→ About this task: An exact reproduction of all the data is needed, with no images in it.

[Data records]
⟨

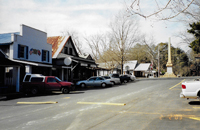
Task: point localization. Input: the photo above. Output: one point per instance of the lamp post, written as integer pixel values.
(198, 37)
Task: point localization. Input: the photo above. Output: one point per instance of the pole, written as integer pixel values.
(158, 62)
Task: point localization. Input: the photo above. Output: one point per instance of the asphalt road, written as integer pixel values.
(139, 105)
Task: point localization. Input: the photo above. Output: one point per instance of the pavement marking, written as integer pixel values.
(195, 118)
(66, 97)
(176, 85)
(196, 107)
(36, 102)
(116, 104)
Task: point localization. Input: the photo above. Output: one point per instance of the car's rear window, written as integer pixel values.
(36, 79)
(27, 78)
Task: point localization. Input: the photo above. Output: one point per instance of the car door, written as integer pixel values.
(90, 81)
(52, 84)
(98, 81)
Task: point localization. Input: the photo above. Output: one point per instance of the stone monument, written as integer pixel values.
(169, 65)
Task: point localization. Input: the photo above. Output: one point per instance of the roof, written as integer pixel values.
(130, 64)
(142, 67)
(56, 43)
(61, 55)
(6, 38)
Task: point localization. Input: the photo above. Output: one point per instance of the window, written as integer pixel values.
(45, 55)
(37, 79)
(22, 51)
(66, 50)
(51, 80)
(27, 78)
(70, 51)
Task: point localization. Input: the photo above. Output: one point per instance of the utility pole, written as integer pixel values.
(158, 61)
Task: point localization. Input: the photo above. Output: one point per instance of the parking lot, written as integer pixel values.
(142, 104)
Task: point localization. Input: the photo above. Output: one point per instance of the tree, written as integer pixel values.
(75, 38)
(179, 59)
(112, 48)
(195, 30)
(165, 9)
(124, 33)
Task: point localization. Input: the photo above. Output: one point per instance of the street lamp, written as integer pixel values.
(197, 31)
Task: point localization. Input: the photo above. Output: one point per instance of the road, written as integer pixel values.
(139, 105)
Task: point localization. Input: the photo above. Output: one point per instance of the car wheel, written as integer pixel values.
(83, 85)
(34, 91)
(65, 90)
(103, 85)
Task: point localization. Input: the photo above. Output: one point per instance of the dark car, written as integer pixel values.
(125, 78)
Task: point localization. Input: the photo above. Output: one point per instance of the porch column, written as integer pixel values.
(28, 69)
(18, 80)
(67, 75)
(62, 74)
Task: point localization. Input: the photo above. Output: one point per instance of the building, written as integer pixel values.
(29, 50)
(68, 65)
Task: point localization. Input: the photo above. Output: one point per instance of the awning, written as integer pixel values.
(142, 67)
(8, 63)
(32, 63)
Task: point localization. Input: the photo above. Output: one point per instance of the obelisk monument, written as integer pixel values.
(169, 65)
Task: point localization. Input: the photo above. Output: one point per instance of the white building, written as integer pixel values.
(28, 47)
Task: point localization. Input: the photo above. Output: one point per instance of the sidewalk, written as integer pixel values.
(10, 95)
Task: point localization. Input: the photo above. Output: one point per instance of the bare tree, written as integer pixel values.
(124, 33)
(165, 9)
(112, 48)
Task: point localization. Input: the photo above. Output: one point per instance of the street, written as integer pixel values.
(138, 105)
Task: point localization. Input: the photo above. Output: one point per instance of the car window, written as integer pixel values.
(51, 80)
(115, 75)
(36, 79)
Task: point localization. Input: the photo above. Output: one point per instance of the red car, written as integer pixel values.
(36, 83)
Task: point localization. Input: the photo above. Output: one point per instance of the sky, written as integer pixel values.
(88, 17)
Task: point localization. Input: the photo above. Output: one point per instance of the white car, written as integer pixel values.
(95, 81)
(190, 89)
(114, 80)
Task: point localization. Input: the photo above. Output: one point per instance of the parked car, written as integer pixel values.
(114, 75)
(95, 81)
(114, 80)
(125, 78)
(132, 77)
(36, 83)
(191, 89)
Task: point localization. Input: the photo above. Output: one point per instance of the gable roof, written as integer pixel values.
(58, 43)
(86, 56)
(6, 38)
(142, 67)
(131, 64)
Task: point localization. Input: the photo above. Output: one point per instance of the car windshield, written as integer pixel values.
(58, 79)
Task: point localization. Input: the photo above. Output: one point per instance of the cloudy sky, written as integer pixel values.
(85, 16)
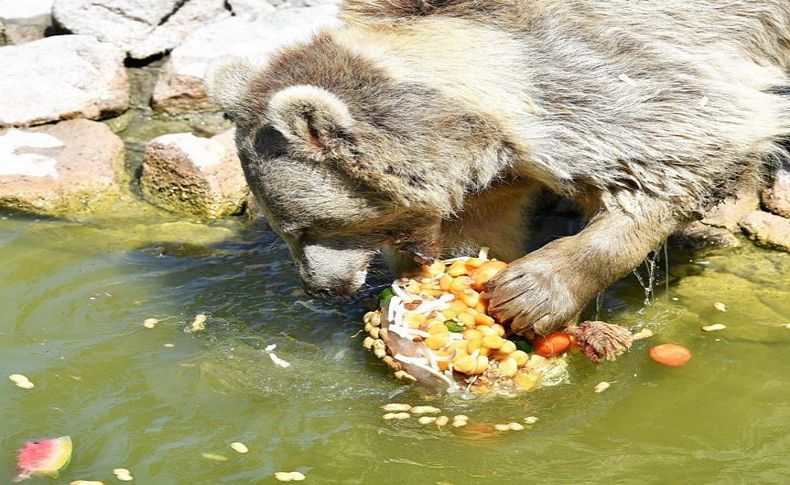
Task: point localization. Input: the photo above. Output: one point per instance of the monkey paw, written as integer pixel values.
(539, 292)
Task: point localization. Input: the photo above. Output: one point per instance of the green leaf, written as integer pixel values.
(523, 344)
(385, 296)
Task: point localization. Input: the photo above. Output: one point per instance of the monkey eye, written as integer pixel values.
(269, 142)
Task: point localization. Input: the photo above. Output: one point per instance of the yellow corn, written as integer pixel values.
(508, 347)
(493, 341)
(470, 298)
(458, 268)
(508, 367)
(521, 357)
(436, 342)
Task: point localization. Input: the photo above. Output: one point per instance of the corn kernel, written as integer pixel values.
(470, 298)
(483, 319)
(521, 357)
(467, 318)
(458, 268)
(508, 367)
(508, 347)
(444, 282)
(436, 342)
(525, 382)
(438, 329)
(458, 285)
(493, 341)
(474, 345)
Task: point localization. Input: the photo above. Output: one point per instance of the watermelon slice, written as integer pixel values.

⟩

→ Task response:
Task: point localization. Input: the photo above. Output: one point per instance of the lamp post, written as integer pixel values.
(198, 37)
Task: point localization. Input: the photo above. Output: one point per instance of the pole, written as integer pixel values.
(158, 62)
Task: point localization. Input: the photo above. Output: one point per instance of the asphalt road, written as integer pixel values.
(139, 105)
Task: point localization. Input: the photo above. Output: one point per instance of the pavement marking, written as integer pixel values.
(195, 118)
(66, 97)
(176, 85)
(196, 107)
(36, 102)
(116, 104)
Task: point localization. Input: the photo above. Output: one point per instance of the car's rear window, written as integer pixel values.
(36, 79)
(27, 78)
Task: point localization. Input: the photo above. Output: one point per instance of the car door, written as integer pixel values.
(90, 81)
(52, 84)
(98, 81)
Task: point localization. Input: the photo above. Output: one point per instance of the stone monument, written as integer pixel values.
(169, 65)
Task: point localization. Input: the photo above. Output: one point per instance of the roof, written as integer pixel values.
(130, 64)
(142, 67)
(56, 43)
(61, 55)
(6, 38)
Task: point localization. Input: the photo above. Output: one point per instance of the window, written as integer pixel values.
(45, 55)
(37, 79)
(22, 51)
(66, 50)
(51, 80)
(27, 78)
(70, 51)
Task: point localization. Input: the photo above. Output: one point per instance of the utility pole, written as integer pixel values.
(158, 61)
Task: point localization. Input: the photo above. Output: one point per instance of the parking lot, written as integer pixel values.
(142, 104)
Task: point localization. Input: the photo above. Output: one point per instance of the tree, written as integer pixel values.
(75, 38)
(179, 59)
(112, 48)
(195, 30)
(165, 9)
(124, 33)
Task: point localization. Input: the photo above. Output: one point per instance of the street lamp, written as integer pixel values.
(197, 31)
Task: point localization. Input: the photo above. Output: one point per instance of the road, written as integer pixel values.
(139, 105)
Task: point localization. Input: the photo above. Output: one point per instance of the car wheel, written as integer pixel values.
(83, 85)
(34, 91)
(65, 90)
(103, 85)
Task: point localization. Input: the photo above. Output: one point per instance of the dark car, written as integer pixel values.
(125, 78)
Task: point localization. Input: the photo above. Output: one point per instance of the porch column, written as integer pixel values.
(28, 69)
(18, 80)
(67, 75)
(62, 74)
Task: point localization. Input: the photo above. Output: one point per instance of the building, written as integer pixel values.
(29, 50)
(68, 65)
Task: point localization. Input: the photo above. Output: one point per instance of the awning, written as integer pixel values.
(142, 67)
(8, 63)
(32, 63)
Task: point localization. Input: the photo above. Output: one point per instance of the obelisk monument, written as integer pixel values.
(169, 65)
Task: point localization. Input: the photo above. Output: one point per instance of the white building, written as integer pixel values.
(28, 47)
Task: point localization. Input: the photo above. Output: one point per instance of the sidewalk, written as integer pixel values.
(10, 95)
Task: point localization. Input: the photo above. Output: one point per instance of the bare tree, written as integer pixel values.
(124, 33)
(165, 9)
(112, 48)
Task: point localization. Input: the photo above. Output: one point per instance of the street, written as integer pixel values.
(138, 105)
Task: point localization. Input: the photo above. Output: one point per instance of the car window, written as integer pixel values.
(51, 80)
(115, 75)
(36, 79)
Task: point localization. Input: the photo above. Output: one point per instance of the red car, written as integer pixel values.
(36, 83)
Task: point localization. Input: the photo above. Output: one point per instance of the sky, written as integer pixel values.
(88, 17)
Task: point localization. Input: the photo above. Output: one point per instance of the white car, written as integer pixel values.
(95, 81)
(190, 89)
(114, 80)
Task: point localization. Input: the photo above. Output: one point per instance of the parked car, written as integer pixel values.
(114, 75)
(95, 81)
(114, 80)
(125, 78)
(132, 77)
(36, 83)
(191, 89)
Task: point localization. Input: the photo above. Output: one point per instance of the gable roof, written as integer pixel values.
(58, 43)
(86, 56)
(6, 38)
(142, 67)
(131, 64)
Task: point localization. Input: the photo above. Output: one point per instance of the car windshield, written as integer pixel values.
(58, 79)
Task: point localization. Input: the photo above. Output: one point per instance of the cloudy sky, written as integer pixel values.
(85, 16)
Task: point localization. Input: the photo above. Output: one point per instance of the monkey paw, written as integer pixel values.
(539, 292)
Task: point localization. Input: the photo above. Output: one point per instance of the green leaf, written as integer pixel values.
(523, 344)
(385, 296)
Task: point localization. Input: the photo above. Output: one point per instance of the monkey eye, written as integer pixel values.
(269, 142)
Task: point localization. Input: the photo above. Output: one point per instance of the yellow corn, written as integer pixel values.
(508, 347)
(493, 341)
(470, 298)
(458, 268)
(508, 367)
(521, 357)
(436, 342)
Task: point localization. Input: the photo above. Output: one point per instance of the corn kernel, written as integer pixel values.
(470, 298)
(483, 319)
(521, 357)
(467, 318)
(458, 268)
(508, 367)
(508, 347)
(444, 282)
(436, 342)
(525, 382)
(438, 329)
(458, 285)
(493, 341)
(474, 345)
Task: point localization. Input: the photo above. Output: one point per instance of the watermelon slice, written as integer pixel values.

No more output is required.